## [DOCUMENT SEGMENT]
Topological sort in OCaml
Asked Answered
M

4

21

I'm trying to write topological sorting in ocaml, but I'm a beginner (in OCaml & graphs algorithms) and I can't do this by myself.

It's easier for me to think about topological sorting in, for example, C++ (and there is a lot examples of topological sorting in C++ on the Internet), but I want to learn something new. Moreover, I've found some examples of topological sorting written in OCaml, but I don't understand them, to be frankly.

Let's say I have a list (int * int list) list, for example:

myList = [(1, [2]); (5, [6; 7]); (3, [2]); (6, [3; 7]); (8, [7]); (4, [3; 1])];;

and that means, that I need to "do" task 1 before task 2, task 4 before tasks 3 and 1 etc.

I think, that output for this list should be:

[8; 5; 6; 7; 4; 3; 1; 2]

(however I'm not sure, because I just made this example, so if I'm wrong, correct me please)

Also, I've read, that topological sort doesn't work for cycles in graphs, so there must be some kind of condition for cycles - when given graph has cycle(s) we raise exception (I think that is a good idea).

AFAIK, I need to use DFS in algorithm for topological sort, which (DFS) I don't know how to implement in OCaml (I understand main idea, but I don't feel, how that works in OCaml/functional programming).

I would really appreciate Your help to understand me this concepts (I mean topological sort, DFS in OCaml/functional programming). If You can, it would be great, if You show me example codes, because reading code is (for me) the best method to understand algorithm's concept.

I know, that for most of You this is a simple question, but I hope, that it won't keep You from helping me.

PS: I'm learning OCaml by myself (I'm in a high school), so I don't have solid theory background (either in OCaml or algorithms). I had started learning OCaml, because I wanted to understand recursion concept, and now this language seems to be interesting, because is really different from C++, so I'm still trying to learn something new in OCaml.

Memorial answered 11/1, 2011 at 3:27 Comment(1)
If your question had been phrased differently, I would have recommended you just use ocamlgraph.lri.fr . Nevertheless, when you are more comfortable with OCaml and in particular OCaml's module system, I recommend you re-visit this example. A nice introduction to Ocamlgraph is at alexleighton.wordpress.com/2009/04/22/intro-to-ocamlgraph .Nicolle
R
21

First, be aware that Objective Caml does support a programming style which, despite syntactic differences, is fairly similar to C++, by means of mutable data structures (references, arrays, hash tables) and imperative constructs (for and while loops, variable assignment). I'm assuming below that you're actually trying to write your topological sort in idiomatic pure functional style.

Pure functional programming is mostly declarative : this function applied to that value is this other value. This is why the right-hand side of let x = is an expression (evaluates to a value) instead of a sequence of actions that uses return. Of course, trouble appears when adapting an algorithm that is commonly described as a series of steps instead.

Fortunately, there's a pattern (actually, a family of patterns) that lets you represent imperative-ish algorithms in functional style by turning "change the value of X" into "return a new object which is identical to the old one, except for the value of X".

## [EXTRACTED INFORMATION]
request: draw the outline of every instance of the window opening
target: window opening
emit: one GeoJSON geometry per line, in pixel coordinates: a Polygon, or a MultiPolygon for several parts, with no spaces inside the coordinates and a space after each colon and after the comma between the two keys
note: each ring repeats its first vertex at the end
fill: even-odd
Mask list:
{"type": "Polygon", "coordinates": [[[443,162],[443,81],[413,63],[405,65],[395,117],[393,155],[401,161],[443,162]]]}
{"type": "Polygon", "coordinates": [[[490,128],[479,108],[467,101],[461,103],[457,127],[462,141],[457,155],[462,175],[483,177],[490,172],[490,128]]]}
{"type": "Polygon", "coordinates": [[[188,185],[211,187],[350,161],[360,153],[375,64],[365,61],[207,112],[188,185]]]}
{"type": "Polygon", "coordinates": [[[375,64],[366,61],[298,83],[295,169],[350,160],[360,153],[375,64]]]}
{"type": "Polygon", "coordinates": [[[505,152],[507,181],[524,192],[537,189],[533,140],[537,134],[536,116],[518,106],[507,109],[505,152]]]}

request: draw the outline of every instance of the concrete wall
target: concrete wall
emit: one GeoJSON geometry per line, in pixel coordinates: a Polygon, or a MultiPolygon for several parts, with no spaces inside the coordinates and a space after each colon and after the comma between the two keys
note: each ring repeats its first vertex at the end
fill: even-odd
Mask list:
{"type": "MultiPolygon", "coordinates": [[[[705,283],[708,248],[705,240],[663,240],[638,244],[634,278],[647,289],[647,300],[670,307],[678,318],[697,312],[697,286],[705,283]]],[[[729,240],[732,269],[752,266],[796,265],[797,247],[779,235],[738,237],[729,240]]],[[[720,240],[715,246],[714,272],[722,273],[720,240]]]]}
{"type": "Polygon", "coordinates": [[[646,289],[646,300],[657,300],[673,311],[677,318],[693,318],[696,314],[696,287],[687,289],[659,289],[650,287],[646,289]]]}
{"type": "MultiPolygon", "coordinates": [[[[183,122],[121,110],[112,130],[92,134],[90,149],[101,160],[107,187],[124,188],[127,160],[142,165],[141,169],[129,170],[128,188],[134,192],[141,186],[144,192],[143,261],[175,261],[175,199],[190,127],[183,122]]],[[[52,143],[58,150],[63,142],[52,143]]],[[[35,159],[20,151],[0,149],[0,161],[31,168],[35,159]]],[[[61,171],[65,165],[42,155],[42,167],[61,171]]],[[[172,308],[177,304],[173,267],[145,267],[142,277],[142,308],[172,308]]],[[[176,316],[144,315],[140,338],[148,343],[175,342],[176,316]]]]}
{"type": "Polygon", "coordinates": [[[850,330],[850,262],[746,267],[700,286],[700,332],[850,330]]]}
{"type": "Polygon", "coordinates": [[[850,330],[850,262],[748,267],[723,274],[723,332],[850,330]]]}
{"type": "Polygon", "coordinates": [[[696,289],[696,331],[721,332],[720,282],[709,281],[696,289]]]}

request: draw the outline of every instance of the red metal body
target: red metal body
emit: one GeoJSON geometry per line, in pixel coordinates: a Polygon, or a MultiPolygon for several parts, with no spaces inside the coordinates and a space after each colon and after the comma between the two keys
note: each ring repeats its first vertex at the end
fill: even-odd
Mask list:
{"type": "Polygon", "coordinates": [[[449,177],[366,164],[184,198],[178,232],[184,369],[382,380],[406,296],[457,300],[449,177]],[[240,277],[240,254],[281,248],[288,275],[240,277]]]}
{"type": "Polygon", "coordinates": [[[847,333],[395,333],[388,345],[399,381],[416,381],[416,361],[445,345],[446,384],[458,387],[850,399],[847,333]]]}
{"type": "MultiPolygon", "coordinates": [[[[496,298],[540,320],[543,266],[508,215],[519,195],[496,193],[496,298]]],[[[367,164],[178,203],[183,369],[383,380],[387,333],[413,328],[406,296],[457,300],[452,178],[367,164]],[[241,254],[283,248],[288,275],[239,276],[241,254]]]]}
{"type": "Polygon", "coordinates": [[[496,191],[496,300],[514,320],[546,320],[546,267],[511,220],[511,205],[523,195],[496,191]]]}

## [YOUR OBJECTIVE]
Carry on the forum thread about topological sorting in OCaml, starting right after its last sentence.

## [ANSWER TO THIS TASK]
A traditional DFS algorithm involves stepping through the graph while remembering which elements have already been visited - in general (so that you don't visit them more than once) and to get to your current position (so that you can detect cycles). So, the imperative state of a DFS algorithm is comprised of the current node, the set of visited nodes and the set of nodes in the current path. All this data will have to be provided to the recursive calls, and any permanent changes will have to be returned by those same recursive calls.

Using your graph structure from above, combined with a list representation for the two sets (it's hardly optimal - Set would be a better choice here), the algorithm would look somewhat like this:

let dfs graph start_node = 
  let rec explore path visited node = 
    if List.mem node path    then raise (CycleFound path) else
    if List.mem node visited then visited else     
      let new_path = node :: path in 
      let edges    = List.assoc node graph in
      let visited  = List.fold_left (explore new_path) visited edges in
      node :: visited
  in explore [] [] start_node
  

Three important details above: first, DFS says that one you are done exploring all the children of a given node, you should remove that node from the "current path" list and put it into the "visited" list. Since we're using immutable data structures, the first step is unnecessary: its only purpose was to undo the insertion of the node when the exploration started, and in our version the list new_path is not modified by the recursive call to explore. This is an example of case where functional data structures are more comfortable to work with than imperative structures.

Another important detail is the use of List.fold_left. When we started making the state explicit, we replaced implicit imperative functions of type -> unit with explicit functions of type -> state -> .. -> state (accept the state as parameter, return new state). So, the imperative list exploration, which looked like this:

f edge_1 ; f edge_2 ; f edge_3

Now looks like this:

let state = f (f (f state edge_1) edge_2) edge_3)

Which is exactly what List.fold_left f state [edge_1 ; edge_2 ; edge_3] does. Tooting my own horn, but I have a nice article about this here.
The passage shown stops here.